◆ Stated problem: Filter the material below, keeping every line that contains the word "wooden", and treat case as significant.

◆ Task inputs:
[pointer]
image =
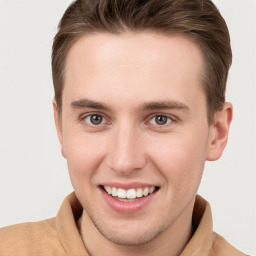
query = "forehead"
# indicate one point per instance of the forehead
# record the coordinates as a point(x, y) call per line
point(132, 63)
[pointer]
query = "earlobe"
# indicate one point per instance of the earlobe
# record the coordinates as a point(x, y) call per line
point(219, 132)
point(58, 125)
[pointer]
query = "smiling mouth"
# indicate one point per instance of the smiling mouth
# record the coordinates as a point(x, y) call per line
point(129, 195)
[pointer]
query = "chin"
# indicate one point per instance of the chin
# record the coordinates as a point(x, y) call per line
point(131, 237)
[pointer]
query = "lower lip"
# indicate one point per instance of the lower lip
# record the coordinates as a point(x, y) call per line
point(127, 207)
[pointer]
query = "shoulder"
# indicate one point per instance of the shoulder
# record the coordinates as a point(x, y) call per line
point(221, 247)
point(32, 238)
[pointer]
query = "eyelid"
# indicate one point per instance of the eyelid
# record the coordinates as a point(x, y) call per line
point(85, 115)
point(172, 117)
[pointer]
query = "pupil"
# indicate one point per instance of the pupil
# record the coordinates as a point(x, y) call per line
point(161, 120)
point(95, 119)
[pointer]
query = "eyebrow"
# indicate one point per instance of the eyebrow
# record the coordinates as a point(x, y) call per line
point(155, 105)
point(86, 103)
point(164, 105)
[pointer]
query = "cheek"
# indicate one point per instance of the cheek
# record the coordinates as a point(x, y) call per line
point(84, 154)
point(180, 159)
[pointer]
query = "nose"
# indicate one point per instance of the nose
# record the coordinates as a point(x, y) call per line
point(126, 151)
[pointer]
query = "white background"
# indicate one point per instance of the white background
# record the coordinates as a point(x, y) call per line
point(33, 176)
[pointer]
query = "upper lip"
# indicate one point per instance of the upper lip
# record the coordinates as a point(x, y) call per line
point(128, 185)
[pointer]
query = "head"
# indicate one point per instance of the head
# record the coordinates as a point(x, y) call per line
point(139, 103)
point(198, 20)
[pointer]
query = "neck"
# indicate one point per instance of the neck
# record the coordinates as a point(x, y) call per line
point(171, 242)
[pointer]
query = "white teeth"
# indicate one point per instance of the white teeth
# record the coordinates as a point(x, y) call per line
point(130, 193)
point(121, 193)
point(114, 192)
point(139, 192)
point(108, 189)
point(145, 191)
point(152, 189)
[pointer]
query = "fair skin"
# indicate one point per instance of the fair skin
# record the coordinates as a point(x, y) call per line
point(134, 116)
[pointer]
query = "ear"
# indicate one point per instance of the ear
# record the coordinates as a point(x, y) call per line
point(58, 126)
point(219, 131)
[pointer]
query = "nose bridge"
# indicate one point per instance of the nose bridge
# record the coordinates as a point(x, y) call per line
point(126, 151)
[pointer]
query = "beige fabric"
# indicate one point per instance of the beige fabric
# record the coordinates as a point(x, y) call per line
point(59, 236)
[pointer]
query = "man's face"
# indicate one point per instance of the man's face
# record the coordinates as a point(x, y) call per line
point(135, 118)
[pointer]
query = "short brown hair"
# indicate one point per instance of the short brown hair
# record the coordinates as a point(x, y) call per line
point(199, 20)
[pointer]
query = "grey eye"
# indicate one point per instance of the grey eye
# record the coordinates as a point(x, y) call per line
point(160, 120)
point(95, 119)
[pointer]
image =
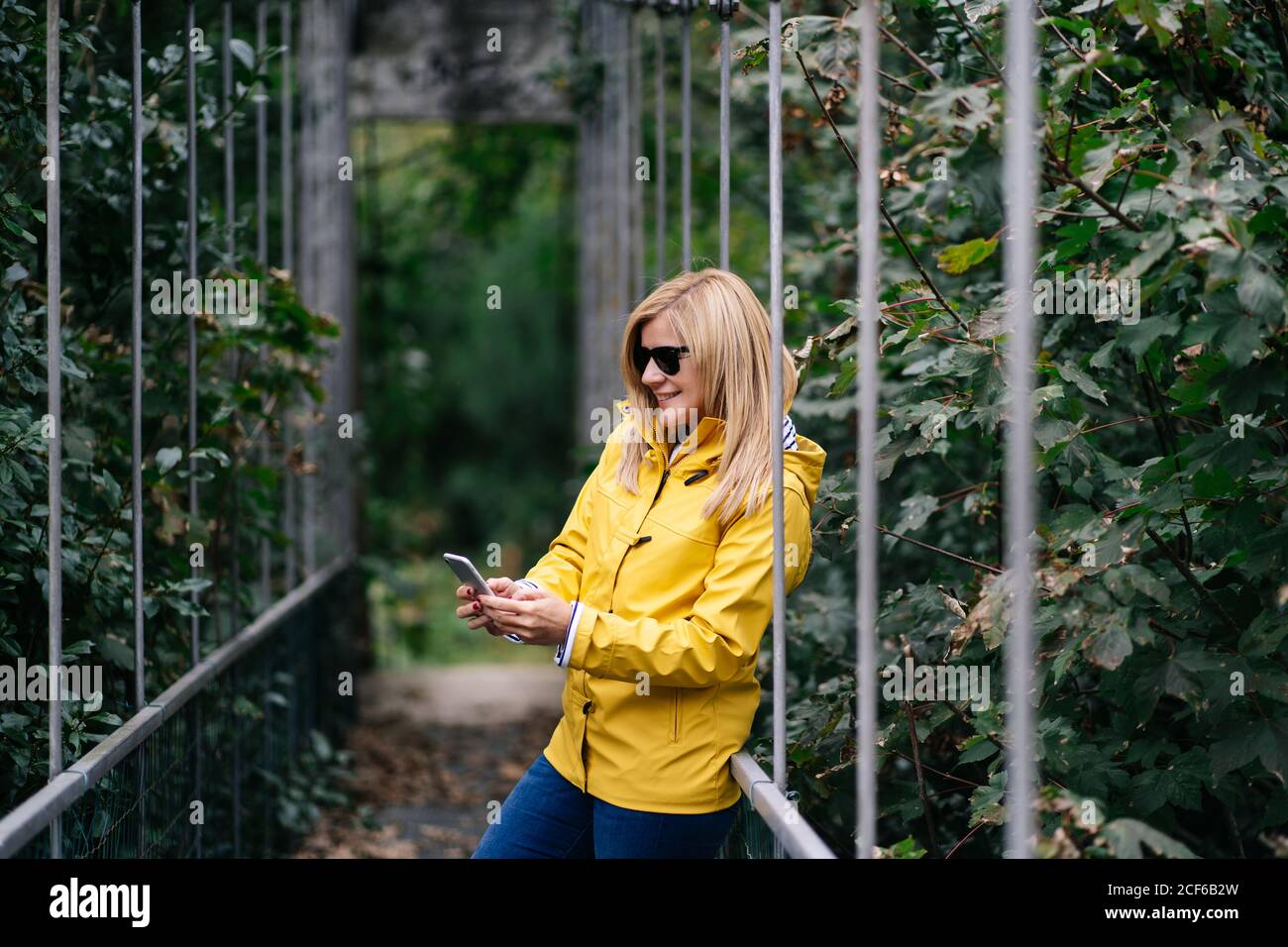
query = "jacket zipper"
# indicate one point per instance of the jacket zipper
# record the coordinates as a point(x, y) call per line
point(666, 474)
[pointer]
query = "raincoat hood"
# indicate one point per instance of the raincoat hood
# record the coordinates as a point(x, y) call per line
point(669, 609)
point(706, 444)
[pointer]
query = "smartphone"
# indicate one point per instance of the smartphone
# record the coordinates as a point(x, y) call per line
point(465, 571)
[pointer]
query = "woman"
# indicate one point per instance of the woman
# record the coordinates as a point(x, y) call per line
point(658, 589)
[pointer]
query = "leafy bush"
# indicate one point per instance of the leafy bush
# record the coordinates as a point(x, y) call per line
point(1162, 534)
point(278, 360)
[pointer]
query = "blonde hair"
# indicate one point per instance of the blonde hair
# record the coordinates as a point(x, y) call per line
point(726, 329)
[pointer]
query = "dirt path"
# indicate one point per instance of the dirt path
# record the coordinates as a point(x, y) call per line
point(433, 749)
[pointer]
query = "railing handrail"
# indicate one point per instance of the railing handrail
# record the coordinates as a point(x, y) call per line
point(38, 810)
point(797, 835)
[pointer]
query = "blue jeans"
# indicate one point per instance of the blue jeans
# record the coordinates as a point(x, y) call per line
point(548, 817)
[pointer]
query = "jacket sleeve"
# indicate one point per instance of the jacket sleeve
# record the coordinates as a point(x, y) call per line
point(559, 570)
point(721, 635)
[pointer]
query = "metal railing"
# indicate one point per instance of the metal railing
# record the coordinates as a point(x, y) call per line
point(176, 777)
point(606, 24)
point(258, 698)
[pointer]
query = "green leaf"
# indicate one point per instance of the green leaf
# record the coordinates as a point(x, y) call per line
point(244, 52)
point(961, 257)
point(1128, 838)
point(1070, 372)
point(167, 458)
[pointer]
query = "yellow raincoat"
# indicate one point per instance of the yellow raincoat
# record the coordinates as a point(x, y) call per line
point(661, 685)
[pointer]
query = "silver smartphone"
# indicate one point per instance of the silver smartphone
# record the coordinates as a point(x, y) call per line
point(465, 571)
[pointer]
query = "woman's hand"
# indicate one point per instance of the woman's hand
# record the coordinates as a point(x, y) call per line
point(537, 616)
point(473, 611)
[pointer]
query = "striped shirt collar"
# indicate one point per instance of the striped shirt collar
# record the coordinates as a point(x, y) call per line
point(789, 438)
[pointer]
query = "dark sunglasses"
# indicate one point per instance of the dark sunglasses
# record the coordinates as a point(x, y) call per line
point(668, 357)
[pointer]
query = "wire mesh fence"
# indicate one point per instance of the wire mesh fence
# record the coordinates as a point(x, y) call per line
point(241, 740)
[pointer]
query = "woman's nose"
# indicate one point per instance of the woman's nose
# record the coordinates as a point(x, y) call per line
point(652, 375)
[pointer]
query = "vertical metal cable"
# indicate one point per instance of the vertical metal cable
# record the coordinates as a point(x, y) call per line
point(868, 198)
point(266, 549)
point(288, 513)
point(137, 392)
point(725, 11)
point(622, 166)
point(235, 356)
point(193, 504)
point(137, 346)
point(261, 136)
point(193, 508)
point(230, 193)
point(309, 201)
point(54, 357)
point(1018, 264)
point(686, 138)
point(776, 389)
point(660, 145)
point(636, 119)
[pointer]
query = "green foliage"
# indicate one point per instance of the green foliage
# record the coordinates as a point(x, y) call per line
point(1162, 678)
point(278, 361)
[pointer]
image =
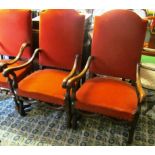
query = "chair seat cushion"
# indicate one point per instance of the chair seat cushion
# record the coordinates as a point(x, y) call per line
point(44, 85)
point(110, 97)
point(20, 74)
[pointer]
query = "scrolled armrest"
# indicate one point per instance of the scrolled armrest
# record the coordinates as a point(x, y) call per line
point(72, 72)
point(139, 85)
point(9, 70)
point(81, 74)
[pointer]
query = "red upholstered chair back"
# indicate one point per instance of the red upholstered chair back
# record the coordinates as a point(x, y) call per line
point(61, 37)
point(117, 43)
point(15, 29)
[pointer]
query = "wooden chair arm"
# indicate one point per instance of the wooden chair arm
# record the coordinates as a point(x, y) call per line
point(139, 85)
point(148, 51)
point(4, 65)
point(81, 74)
point(72, 72)
point(9, 70)
point(22, 48)
point(147, 67)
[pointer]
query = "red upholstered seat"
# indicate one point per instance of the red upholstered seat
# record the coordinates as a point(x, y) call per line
point(19, 73)
point(107, 96)
point(44, 85)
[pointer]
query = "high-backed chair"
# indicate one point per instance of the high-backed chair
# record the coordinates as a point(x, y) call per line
point(117, 43)
point(61, 34)
point(15, 42)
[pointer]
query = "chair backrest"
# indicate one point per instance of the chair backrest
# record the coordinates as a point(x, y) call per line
point(15, 29)
point(118, 40)
point(61, 37)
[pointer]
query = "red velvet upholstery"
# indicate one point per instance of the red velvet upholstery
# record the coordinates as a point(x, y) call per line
point(20, 73)
point(117, 43)
point(15, 29)
point(61, 37)
point(44, 85)
point(109, 97)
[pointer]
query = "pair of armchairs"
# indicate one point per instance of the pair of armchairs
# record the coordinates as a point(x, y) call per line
point(117, 43)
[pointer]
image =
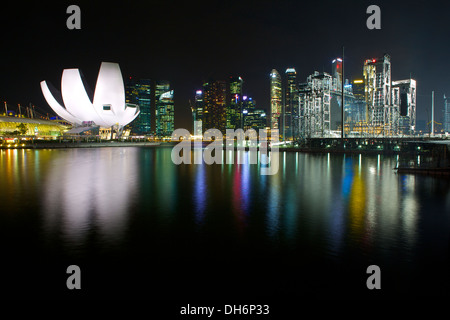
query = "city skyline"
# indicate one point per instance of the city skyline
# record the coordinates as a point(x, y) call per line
point(251, 45)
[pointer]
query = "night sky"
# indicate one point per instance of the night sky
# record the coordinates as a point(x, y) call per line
point(188, 42)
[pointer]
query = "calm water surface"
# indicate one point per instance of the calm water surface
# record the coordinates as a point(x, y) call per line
point(140, 226)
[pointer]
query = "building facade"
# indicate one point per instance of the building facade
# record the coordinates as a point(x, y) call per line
point(291, 105)
point(164, 109)
point(276, 100)
point(234, 107)
point(140, 92)
point(446, 115)
point(404, 102)
point(314, 105)
point(214, 105)
point(377, 79)
point(253, 118)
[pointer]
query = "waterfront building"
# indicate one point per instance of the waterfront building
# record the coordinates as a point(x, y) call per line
point(377, 79)
point(214, 105)
point(291, 105)
point(164, 109)
point(197, 108)
point(276, 101)
point(234, 107)
point(139, 92)
point(77, 105)
point(253, 117)
point(404, 100)
point(336, 73)
point(446, 115)
point(314, 105)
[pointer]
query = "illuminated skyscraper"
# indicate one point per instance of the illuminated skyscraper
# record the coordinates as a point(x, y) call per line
point(164, 109)
point(234, 107)
point(139, 92)
point(197, 108)
point(336, 73)
point(359, 105)
point(214, 105)
point(377, 78)
point(253, 118)
point(276, 100)
point(404, 100)
point(291, 105)
point(446, 114)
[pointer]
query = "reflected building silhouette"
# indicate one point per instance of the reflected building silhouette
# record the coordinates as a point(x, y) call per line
point(86, 189)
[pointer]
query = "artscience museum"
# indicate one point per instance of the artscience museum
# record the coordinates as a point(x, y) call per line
point(76, 104)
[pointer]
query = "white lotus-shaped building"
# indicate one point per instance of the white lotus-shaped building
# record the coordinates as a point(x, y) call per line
point(75, 104)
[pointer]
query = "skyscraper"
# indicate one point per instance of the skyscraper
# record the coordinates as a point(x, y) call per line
point(164, 109)
point(404, 100)
point(197, 108)
point(214, 105)
point(291, 105)
point(139, 92)
point(253, 118)
point(276, 100)
point(336, 73)
point(446, 114)
point(234, 112)
point(377, 78)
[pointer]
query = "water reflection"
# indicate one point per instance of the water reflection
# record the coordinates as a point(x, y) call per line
point(87, 190)
point(331, 203)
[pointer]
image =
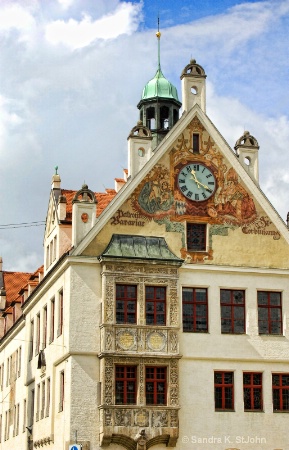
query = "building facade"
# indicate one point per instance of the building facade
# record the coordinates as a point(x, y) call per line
point(159, 318)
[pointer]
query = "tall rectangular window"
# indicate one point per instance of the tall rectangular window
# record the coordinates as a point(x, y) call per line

◆ Solution:
query = "wooden chair arm"
# indicate one point per instance of the wooden chair arm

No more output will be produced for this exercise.